__DESCRIPTION OF THE TASK__: Retype the lines of the listing below, starting at the line that contains "wooden door, one" and ending at the line that contains "x=231, y=72".

__AVAILABLE RECORDS__:

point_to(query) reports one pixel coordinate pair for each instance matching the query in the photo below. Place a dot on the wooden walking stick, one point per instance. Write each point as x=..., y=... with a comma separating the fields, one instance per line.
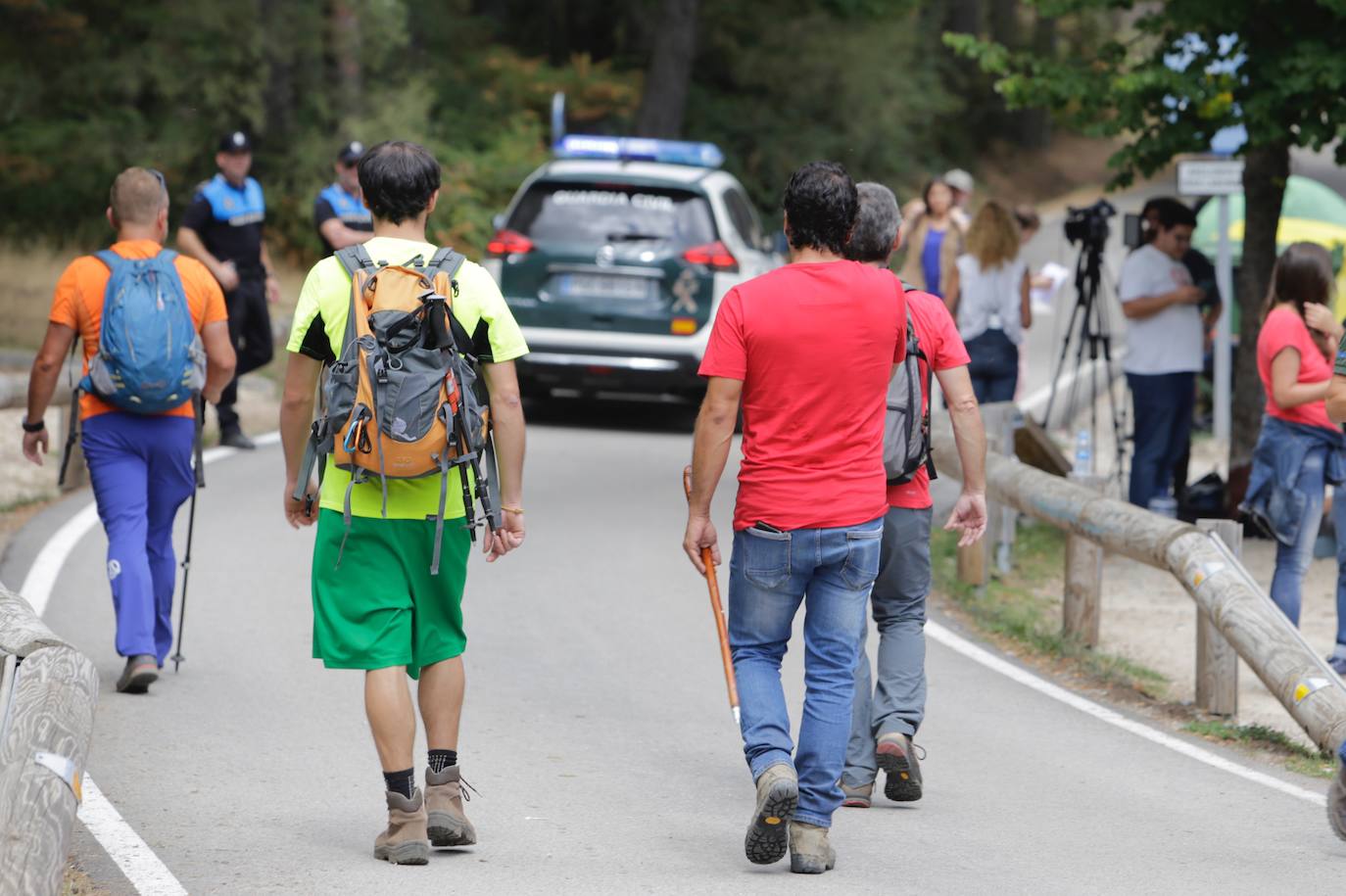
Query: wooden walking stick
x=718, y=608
* * *
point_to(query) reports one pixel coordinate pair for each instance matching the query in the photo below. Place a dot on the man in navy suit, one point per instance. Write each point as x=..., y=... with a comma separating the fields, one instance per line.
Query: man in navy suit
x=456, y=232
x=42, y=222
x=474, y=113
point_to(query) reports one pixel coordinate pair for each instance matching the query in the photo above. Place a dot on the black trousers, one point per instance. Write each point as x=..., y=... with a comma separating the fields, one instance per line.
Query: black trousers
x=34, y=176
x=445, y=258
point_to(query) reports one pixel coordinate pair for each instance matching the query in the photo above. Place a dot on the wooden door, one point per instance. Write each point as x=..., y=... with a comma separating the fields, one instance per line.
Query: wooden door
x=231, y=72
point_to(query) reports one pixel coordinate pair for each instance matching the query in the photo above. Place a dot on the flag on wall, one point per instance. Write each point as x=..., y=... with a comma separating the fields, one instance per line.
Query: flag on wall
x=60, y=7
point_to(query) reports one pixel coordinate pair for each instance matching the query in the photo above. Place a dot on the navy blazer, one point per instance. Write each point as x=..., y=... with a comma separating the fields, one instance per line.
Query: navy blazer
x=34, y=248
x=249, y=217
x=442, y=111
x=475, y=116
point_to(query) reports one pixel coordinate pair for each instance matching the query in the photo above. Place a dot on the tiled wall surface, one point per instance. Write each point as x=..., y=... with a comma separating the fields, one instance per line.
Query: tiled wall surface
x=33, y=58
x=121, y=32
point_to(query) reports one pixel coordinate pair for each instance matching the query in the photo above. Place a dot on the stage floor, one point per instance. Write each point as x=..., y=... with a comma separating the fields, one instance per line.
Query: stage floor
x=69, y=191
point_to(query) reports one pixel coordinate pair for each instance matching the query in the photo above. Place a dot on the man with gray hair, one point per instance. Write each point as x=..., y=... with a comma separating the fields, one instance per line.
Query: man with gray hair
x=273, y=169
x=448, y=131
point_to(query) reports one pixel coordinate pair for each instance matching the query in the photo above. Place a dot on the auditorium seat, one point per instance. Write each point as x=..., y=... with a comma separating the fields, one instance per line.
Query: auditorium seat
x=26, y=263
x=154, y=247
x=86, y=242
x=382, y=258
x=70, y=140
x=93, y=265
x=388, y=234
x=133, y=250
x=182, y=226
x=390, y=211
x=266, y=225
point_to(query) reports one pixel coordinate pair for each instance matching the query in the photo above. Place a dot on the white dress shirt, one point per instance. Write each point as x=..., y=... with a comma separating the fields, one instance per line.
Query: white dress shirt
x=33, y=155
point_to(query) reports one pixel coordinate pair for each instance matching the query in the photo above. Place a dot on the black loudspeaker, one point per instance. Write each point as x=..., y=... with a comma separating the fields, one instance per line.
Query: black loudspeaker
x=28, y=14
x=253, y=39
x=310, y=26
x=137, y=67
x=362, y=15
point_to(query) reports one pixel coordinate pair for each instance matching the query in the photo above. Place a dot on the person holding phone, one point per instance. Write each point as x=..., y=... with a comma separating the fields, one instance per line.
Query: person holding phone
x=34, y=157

__TASK SOLUTION__:
point_to(query) reports one pixel coordinate pair for each instance matching the query in the photo above. Place a dot on the wooden door, one point per instance. Write each point as x=..., y=... with a comma separating the fields, one instance per line.
Query: wooden door
x=231, y=72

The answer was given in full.